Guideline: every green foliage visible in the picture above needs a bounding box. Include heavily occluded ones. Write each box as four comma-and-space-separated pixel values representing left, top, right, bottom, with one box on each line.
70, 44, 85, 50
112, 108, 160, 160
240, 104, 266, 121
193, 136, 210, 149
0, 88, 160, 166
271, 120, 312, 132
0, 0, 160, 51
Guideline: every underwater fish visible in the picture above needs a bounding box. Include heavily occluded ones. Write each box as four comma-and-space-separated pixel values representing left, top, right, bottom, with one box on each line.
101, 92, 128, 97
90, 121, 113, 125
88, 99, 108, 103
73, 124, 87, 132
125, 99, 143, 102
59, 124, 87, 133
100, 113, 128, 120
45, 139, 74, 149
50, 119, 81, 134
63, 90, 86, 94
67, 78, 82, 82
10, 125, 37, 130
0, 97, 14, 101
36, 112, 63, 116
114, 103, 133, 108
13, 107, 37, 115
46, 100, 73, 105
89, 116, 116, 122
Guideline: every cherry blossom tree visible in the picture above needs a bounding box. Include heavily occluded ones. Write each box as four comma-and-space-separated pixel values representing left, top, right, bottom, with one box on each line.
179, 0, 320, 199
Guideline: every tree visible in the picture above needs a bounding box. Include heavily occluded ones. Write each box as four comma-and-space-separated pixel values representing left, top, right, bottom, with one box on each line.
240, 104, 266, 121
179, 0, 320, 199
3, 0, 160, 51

::::

Your task → All lines from the one that holds "Guideline: every underwater" through the end of the material, both ends included, should be restated exactly.

Response to this exercise →
Guideline: every underwater fish visible in the picture above needs a bounding box. Include heavily occluded ones. Write each box as four comma-and-space-separated pixel values representing left, top, right, bottom, with one box on each line.
101, 92, 128, 97
90, 121, 113, 125
88, 99, 108, 103
73, 124, 87, 132
125, 99, 143, 102
59, 124, 87, 133
100, 113, 128, 120
45, 139, 74, 149
50, 119, 81, 134
63, 90, 86, 94
67, 78, 82, 82
10, 125, 37, 130
0, 97, 14, 101
36, 112, 63, 116
114, 103, 133, 108
13, 107, 37, 115
46, 100, 73, 105
89, 116, 116, 122
Guideline: every cherry blossom tree visible in the picture above needs a bounding box. Include heavily occluded ones. Write each box as four comma-and-space-separated pixel values representing left, top, right, bottom, with one box on each line.
179, 0, 320, 199
Guideline: every tree visible in the picture above needs a bounding box. Include heavily occluded ones. Write each box as four comma-and-space-separated pixel values representing left, top, right, bottom, with one box on each line.
240, 104, 266, 121
179, 0, 320, 199
3, 0, 160, 51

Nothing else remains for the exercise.